_Task to complete_
In the excerpt below about brain-to-computer interfaces, what makes the writer start to wonder at the motives behind this technology's development? Answer in one to three sentences.

Ever since Claude E. Shannon developed the “Mathematical Theory of Communication”, people have been hell bent on making sure we can securely transmit data without loss, at a distance, from one source to another. That sounds great. We all enjoy the interwebs and imagine ourselves in ever more immersive digital and virtual environments. These environments are dubbed more successful the more they engage our senses. We have 5D movies and VR headsets. But what price might we eventually pay for the materialist worldview’s insertion into the holy of holies: our brain?
It starts like this: scientists like Touring, Von Neumann, and Bohr REALLY wanted to analyze your brain, what Von Neumann dubs the “most complicated object under the sun”, to the point of “exhaustively and unambiguously” describing what he considers to be a “realizable and finite neural network.” They believed, in other words, that with the most universal principles of algebra, linguistics, network theory, logic, coding, and information theory combined with a biological and physical sort of mapping down to even the quantum level, they would be able to decode the brain, so to speak. They might have turned out to be right. Scientists have, after all, discovered “microtubules” that they believe operate at a quantum level in order to “produce” consciousness…
Whatever consciousness is or isn’t, we humans do know what our senses experience, on a subjective basis, and we do know that these senses are our connection to this reality. Except, now we have the ability to use brain to computer interface in such a way as to trick the brain entirely.The proponents of this technology look at the possible pros: we can communicate with people with consciousness disorders like coma or vegetative states, we can reinstate some sensory experiences for those who have lost hearing or sight, we can help people with prosthetic attachments better control their machinery… and maybe those benefits are good enough. Still, when I notice that DARPA has been funding this research since the 70’s, I start to wonder at the motives behind this technology’s development.

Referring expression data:
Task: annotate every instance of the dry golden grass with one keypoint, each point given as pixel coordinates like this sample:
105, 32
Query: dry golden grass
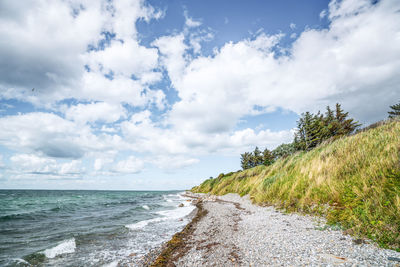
354, 182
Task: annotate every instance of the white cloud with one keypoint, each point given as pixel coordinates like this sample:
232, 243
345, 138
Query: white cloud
33, 164
172, 49
47, 49
355, 60
52, 136
190, 22
101, 111
130, 165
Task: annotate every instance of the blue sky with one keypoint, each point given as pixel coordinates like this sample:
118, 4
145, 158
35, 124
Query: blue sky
140, 95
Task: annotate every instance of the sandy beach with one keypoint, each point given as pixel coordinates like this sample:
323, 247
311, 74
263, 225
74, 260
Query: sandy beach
233, 232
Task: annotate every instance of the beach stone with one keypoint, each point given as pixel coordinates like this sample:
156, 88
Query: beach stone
237, 233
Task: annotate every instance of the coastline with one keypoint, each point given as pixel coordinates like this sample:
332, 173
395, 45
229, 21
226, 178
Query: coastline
231, 231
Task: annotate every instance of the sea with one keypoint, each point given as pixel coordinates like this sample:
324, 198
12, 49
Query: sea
86, 228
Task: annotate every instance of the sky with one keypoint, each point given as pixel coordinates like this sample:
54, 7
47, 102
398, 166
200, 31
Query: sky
161, 95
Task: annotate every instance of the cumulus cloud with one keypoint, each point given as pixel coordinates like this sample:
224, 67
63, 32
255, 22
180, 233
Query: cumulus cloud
190, 22
101, 111
130, 165
63, 49
351, 62
52, 136
91, 52
35, 165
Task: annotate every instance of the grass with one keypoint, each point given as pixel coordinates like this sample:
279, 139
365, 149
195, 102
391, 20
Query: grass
177, 246
354, 182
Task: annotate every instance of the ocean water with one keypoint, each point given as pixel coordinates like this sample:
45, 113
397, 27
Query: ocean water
86, 228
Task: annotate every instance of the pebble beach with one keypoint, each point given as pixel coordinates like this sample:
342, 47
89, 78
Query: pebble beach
235, 232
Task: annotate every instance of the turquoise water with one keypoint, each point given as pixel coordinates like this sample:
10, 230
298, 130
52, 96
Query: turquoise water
85, 228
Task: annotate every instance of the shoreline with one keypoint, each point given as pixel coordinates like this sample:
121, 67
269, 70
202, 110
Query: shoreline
231, 231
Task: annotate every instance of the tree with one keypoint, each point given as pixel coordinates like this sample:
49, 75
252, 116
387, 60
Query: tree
313, 129
345, 125
245, 160
395, 112
309, 129
268, 157
284, 150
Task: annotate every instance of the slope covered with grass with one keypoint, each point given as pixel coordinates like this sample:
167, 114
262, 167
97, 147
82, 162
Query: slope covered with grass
354, 182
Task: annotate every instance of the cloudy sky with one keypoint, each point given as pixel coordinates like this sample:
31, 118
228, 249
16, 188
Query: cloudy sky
130, 94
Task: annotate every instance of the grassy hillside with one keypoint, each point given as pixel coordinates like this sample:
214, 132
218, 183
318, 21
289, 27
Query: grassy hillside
354, 182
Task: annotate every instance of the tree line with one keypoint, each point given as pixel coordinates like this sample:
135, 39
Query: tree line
312, 130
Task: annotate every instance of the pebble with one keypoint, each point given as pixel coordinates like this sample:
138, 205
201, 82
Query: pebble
237, 233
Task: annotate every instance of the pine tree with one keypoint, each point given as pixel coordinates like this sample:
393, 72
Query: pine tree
268, 157
346, 126
395, 112
257, 157
245, 160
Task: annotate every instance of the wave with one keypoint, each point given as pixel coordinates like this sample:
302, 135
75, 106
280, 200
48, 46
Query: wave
174, 214
67, 246
178, 213
142, 224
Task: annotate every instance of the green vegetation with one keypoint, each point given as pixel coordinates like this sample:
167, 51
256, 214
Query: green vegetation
353, 181
395, 111
312, 130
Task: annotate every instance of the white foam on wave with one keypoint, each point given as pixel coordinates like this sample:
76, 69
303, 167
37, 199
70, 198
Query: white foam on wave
111, 264
67, 246
142, 224
177, 213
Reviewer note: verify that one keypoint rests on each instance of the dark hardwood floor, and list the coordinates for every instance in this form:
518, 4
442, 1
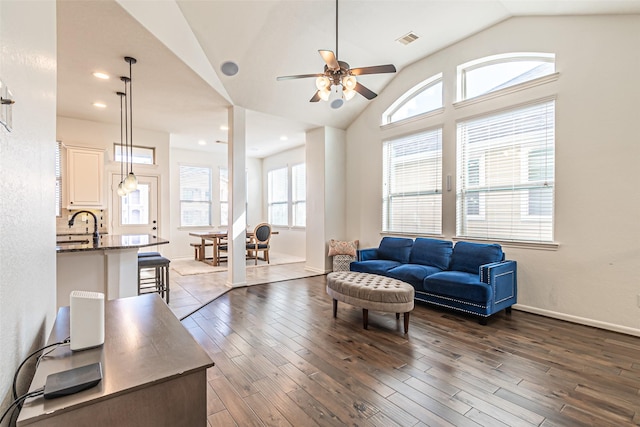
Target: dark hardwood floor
282, 359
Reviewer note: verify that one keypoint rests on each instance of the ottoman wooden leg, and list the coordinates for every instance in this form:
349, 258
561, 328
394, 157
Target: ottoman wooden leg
406, 322
365, 318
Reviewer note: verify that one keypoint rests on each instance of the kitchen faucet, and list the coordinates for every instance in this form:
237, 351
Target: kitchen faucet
96, 236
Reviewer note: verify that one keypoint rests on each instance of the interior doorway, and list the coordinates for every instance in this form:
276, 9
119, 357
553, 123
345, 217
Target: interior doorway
137, 212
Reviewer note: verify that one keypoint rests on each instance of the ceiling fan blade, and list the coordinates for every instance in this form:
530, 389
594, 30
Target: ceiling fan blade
376, 69
367, 93
330, 58
298, 76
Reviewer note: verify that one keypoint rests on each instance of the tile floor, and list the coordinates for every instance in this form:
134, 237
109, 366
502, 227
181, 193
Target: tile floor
190, 293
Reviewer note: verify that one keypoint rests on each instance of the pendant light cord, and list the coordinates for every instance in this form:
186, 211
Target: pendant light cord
337, 56
131, 114
121, 94
126, 122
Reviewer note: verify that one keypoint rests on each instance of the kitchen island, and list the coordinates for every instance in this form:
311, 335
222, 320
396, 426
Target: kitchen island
110, 266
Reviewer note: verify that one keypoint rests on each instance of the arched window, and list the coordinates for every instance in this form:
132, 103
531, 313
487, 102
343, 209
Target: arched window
492, 73
422, 98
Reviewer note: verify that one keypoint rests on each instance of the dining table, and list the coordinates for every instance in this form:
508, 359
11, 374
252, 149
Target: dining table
215, 236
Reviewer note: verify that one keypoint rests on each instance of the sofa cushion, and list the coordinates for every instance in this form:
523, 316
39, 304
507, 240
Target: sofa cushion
378, 266
339, 247
459, 285
413, 274
395, 249
434, 252
468, 257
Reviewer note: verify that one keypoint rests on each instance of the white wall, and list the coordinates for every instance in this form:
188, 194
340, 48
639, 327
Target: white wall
592, 277
84, 133
27, 188
290, 240
179, 236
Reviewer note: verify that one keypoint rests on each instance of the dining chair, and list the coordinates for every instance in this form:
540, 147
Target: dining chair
259, 241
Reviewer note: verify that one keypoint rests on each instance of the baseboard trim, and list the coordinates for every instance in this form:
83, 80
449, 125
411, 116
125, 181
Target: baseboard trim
580, 320
316, 270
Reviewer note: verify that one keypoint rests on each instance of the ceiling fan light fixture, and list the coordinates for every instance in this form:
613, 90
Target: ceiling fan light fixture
324, 94
349, 82
336, 100
323, 83
348, 94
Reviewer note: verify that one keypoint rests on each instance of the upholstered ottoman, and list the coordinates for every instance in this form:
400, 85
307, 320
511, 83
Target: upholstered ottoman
371, 292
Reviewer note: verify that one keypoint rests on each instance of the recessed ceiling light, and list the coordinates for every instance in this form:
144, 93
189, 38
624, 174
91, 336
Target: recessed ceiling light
408, 38
229, 68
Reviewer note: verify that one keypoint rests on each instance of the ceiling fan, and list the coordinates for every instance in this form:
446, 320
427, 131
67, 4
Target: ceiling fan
338, 82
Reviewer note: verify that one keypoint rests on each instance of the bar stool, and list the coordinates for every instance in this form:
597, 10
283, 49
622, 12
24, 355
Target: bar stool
159, 280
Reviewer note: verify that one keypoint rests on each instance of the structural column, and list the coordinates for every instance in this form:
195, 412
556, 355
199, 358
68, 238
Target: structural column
326, 194
236, 159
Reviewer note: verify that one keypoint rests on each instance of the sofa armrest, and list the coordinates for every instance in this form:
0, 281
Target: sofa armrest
503, 279
367, 254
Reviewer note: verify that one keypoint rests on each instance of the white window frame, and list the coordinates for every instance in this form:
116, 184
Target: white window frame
463, 69
464, 223
408, 96
295, 169
271, 203
186, 202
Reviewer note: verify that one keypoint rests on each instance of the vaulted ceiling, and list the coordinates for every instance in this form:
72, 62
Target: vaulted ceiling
180, 46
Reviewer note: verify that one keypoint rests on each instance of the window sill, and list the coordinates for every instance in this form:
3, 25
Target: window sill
545, 246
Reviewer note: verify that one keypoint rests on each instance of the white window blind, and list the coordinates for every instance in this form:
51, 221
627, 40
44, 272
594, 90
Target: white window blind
278, 196
505, 190
412, 184
299, 195
195, 196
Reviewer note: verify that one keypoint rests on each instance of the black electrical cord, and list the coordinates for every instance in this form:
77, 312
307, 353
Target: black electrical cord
15, 376
18, 401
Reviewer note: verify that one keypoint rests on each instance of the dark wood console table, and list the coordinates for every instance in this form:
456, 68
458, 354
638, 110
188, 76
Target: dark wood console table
154, 372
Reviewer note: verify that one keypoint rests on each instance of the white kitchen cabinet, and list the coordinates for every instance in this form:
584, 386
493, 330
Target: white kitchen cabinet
85, 178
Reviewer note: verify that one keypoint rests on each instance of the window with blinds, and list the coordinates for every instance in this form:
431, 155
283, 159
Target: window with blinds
58, 180
224, 196
278, 196
412, 184
505, 188
195, 196
299, 195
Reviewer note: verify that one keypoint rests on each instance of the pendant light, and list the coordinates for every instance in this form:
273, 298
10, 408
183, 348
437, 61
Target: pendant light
121, 190
130, 182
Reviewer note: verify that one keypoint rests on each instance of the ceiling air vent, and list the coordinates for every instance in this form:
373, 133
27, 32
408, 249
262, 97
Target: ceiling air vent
408, 38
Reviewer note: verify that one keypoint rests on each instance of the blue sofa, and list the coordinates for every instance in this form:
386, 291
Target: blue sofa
470, 277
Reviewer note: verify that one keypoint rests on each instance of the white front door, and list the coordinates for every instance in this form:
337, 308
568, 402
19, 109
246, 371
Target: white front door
137, 212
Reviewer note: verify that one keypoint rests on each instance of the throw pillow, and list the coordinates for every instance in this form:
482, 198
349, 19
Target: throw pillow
338, 247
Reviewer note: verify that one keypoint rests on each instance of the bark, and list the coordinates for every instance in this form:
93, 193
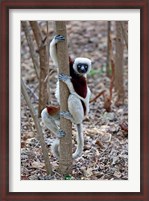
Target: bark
44, 66
108, 48
29, 39
38, 127
65, 165
119, 64
124, 32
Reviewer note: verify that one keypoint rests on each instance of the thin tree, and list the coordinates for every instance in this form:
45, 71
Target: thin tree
119, 87
65, 165
38, 128
26, 29
108, 49
44, 66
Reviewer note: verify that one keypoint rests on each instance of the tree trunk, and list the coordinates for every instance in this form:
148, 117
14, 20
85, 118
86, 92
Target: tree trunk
108, 49
119, 64
65, 165
29, 39
38, 128
44, 66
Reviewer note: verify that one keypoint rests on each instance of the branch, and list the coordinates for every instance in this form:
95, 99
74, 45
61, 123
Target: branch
66, 126
38, 127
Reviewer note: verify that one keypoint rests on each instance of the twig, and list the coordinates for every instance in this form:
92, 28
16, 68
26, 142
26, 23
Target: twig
38, 127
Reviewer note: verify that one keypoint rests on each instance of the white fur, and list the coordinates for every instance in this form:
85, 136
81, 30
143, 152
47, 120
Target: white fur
84, 61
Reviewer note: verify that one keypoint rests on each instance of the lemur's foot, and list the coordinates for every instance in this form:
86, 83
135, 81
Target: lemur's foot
60, 133
66, 115
59, 38
64, 78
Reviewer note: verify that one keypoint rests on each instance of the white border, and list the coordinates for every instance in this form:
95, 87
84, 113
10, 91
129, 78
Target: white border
133, 184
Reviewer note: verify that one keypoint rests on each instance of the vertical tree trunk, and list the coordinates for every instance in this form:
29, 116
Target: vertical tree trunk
26, 30
65, 165
38, 128
119, 64
108, 49
44, 66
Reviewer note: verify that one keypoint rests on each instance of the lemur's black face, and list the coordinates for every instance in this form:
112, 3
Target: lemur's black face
82, 68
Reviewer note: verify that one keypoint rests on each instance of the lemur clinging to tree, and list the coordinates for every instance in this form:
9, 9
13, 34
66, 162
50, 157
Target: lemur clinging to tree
78, 100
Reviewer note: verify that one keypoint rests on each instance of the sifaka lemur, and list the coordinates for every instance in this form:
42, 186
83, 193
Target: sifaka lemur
78, 100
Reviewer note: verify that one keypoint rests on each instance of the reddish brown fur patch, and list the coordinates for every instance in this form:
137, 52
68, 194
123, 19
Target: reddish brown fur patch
79, 83
53, 109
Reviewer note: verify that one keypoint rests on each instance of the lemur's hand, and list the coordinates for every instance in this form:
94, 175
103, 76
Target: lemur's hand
64, 78
58, 38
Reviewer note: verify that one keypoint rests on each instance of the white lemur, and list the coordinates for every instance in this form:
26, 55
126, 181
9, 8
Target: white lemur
78, 100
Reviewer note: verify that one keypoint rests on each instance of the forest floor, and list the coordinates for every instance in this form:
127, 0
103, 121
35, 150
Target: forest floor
105, 154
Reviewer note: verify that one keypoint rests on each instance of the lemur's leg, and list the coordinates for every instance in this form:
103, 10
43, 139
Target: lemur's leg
52, 124
67, 80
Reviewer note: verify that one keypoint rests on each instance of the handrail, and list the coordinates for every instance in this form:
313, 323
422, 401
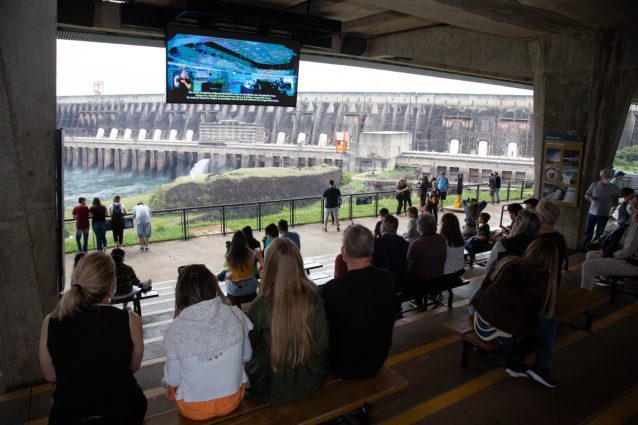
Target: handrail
293, 205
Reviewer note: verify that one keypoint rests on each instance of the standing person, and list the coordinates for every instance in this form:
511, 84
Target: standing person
491, 183
207, 347
142, 217
402, 189
332, 197
602, 194
91, 350
497, 187
442, 183
454, 266
289, 339
360, 308
117, 212
98, 214
516, 303
81, 215
240, 277
282, 226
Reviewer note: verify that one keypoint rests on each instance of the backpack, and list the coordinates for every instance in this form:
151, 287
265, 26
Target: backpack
612, 241
117, 215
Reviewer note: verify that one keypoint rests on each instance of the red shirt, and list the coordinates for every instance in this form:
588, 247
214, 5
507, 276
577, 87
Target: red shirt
81, 215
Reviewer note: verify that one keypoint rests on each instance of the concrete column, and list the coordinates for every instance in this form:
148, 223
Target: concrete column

_Task output_
The writer notices that DARPA has been funding this research since the 70's. That observation leads the writer to wonder at the motives behind the technology's development.